— Goal of the exercise —
According to the review of Vampi #1: Switchblade Kiss, what does Vampi rely on more than strength and teeth?

*** Document passage ***

Vampi #1: Switchblade Kiss
by David Conway, Kevin Lau (Harris, 2001)

Riding on the coattails of a resurrected Vampirella series, Vampi reinvented the scantily clad vampire-who-kills-vampires as a slight manga heroine in the future who relies more on guns and blades than strength and teeth.

The book didn't do all that well, and I lost interest in reading it fairly early in its monthly run. Recently offered the chance to review the first arc in a collected trade, I decided to see if my opinion has changed in six years.

Not really.

First of all, the character isn't Vampirella. More ninja than vampire, she bounces around her many fight scenes with boundless pep, slicing her foes into chunks with an unusual pair of swords that have baton-like handles and, um, earrings? While Vampi shows off slightly less cleavage than Vampirella does, the book does focus heavily on her tightly thonged butt -- so if you like that sort of thing in your comics, order this one right away. Of course, being manga, Vampi appears just on this side of legal in age.

*** End of Document passage ***
*** Listed entries ***

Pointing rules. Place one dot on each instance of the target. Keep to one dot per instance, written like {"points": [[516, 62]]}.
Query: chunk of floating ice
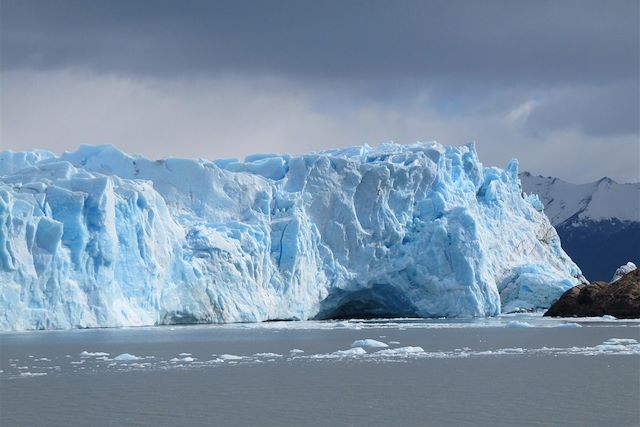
{"points": [[126, 357], [93, 354], [368, 343], [623, 341], [518, 324], [230, 357], [351, 352], [400, 351]]}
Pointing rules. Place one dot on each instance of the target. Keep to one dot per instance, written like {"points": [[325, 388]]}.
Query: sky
{"points": [[555, 84]]}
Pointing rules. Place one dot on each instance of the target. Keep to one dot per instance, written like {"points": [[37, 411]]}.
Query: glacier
{"points": [[100, 238]]}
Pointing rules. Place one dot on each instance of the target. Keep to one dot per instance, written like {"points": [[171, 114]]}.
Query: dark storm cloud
{"points": [[450, 43]]}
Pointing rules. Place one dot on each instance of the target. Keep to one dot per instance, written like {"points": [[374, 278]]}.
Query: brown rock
{"points": [[620, 299]]}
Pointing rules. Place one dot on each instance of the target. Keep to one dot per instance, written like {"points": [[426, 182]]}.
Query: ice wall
{"points": [[96, 237]]}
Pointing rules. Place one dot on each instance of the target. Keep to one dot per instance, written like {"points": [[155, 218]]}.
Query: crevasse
{"points": [[99, 238]]}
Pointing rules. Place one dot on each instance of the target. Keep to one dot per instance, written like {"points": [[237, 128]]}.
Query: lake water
{"points": [[513, 370]]}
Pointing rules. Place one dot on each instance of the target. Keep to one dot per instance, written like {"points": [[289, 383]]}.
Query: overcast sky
{"points": [[555, 84]]}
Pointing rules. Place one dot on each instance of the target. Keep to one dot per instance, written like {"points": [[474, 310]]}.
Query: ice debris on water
{"points": [[126, 357], [100, 238]]}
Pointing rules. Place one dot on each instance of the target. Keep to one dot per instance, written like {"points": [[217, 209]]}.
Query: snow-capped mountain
{"points": [[598, 222], [97, 237]]}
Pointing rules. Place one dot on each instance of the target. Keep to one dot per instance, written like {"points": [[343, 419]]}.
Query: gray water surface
{"points": [[508, 371]]}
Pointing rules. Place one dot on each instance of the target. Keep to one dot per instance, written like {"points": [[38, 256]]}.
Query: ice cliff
{"points": [[97, 237]]}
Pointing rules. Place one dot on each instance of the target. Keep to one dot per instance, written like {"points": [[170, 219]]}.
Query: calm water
{"points": [[522, 370]]}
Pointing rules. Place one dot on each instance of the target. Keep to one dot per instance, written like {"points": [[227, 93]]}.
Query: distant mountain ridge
{"points": [[598, 222]]}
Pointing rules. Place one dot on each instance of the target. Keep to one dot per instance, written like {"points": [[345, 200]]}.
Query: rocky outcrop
{"points": [[620, 299]]}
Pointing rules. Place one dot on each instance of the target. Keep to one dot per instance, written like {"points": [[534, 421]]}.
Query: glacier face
{"points": [[97, 237]]}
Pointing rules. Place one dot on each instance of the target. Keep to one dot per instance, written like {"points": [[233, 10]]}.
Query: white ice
{"points": [[99, 238]]}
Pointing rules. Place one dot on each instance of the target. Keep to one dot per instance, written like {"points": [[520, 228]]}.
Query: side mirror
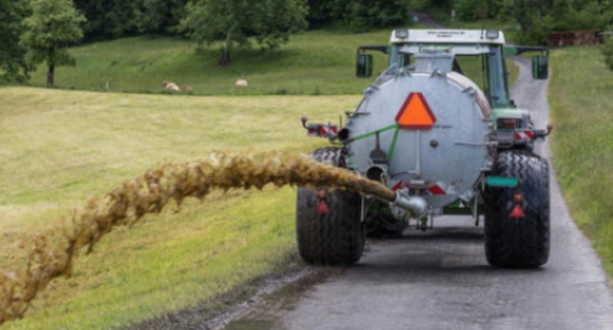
{"points": [[364, 66], [540, 68]]}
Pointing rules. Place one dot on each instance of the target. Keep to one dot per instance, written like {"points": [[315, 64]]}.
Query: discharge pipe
{"points": [[405, 205]]}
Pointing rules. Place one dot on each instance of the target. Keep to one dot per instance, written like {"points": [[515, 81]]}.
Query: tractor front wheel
{"points": [[330, 238]]}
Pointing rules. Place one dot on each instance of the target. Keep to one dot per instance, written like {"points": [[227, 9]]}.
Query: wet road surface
{"points": [[441, 280]]}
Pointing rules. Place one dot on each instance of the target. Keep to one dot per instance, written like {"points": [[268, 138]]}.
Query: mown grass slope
{"points": [[313, 63], [580, 100], [61, 146]]}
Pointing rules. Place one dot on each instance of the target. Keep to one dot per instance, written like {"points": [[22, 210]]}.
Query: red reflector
{"points": [[509, 123], [524, 135], [517, 212]]}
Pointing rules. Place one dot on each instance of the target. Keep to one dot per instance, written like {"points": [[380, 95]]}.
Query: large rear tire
{"points": [[512, 242], [333, 238]]}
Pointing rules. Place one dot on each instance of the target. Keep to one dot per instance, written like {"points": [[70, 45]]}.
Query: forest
{"points": [[38, 31]]}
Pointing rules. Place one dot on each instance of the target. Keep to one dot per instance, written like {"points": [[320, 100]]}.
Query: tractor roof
{"points": [[442, 36]]}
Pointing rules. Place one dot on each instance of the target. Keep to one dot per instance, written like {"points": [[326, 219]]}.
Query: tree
{"points": [[607, 48], [269, 22], [53, 25], [13, 66]]}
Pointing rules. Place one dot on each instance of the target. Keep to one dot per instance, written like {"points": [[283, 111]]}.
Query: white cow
{"points": [[170, 86], [241, 83]]}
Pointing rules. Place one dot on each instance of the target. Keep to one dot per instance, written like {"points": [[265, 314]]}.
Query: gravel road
{"points": [[440, 279]]}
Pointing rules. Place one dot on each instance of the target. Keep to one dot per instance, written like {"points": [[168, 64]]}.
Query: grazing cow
{"points": [[241, 83], [170, 86]]}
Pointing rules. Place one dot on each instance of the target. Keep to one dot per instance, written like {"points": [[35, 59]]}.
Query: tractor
{"points": [[439, 128]]}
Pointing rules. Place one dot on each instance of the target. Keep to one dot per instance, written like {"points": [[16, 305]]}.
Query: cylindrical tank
{"points": [[426, 130]]}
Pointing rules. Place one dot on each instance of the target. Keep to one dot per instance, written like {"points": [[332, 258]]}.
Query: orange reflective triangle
{"points": [[415, 113]]}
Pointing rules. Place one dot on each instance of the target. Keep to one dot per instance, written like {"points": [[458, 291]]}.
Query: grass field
{"points": [[313, 63], [580, 99], [61, 146]]}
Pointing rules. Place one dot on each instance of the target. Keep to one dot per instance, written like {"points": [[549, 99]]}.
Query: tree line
{"points": [[37, 31]]}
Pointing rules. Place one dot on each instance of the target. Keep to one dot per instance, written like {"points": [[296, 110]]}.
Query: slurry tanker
{"points": [[439, 128]]}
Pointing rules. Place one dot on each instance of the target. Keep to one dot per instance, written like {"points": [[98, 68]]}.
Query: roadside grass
{"points": [[580, 100], [61, 146], [313, 63]]}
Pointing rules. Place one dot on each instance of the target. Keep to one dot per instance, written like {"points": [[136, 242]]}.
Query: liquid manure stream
{"points": [[52, 255]]}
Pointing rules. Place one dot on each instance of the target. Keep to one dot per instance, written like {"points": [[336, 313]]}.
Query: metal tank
{"points": [[425, 129]]}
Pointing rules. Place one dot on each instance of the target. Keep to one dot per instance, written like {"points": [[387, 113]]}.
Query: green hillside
{"points": [[580, 100], [60, 147], [313, 63]]}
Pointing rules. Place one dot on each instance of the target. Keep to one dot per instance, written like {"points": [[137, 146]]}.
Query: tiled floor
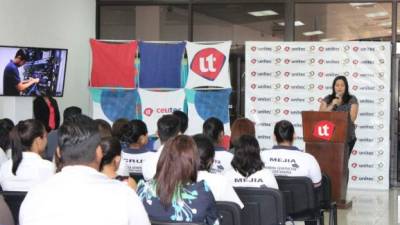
{"points": [[369, 208]]}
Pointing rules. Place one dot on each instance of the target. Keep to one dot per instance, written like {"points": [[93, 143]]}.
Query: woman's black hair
{"points": [[212, 128], [131, 132], [247, 159], [6, 126], [284, 131], [111, 148], [22, 137], [206, 151], [346, 96]]}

*** End of Listed entries ***

— Output for this exercise —
Guns and blades.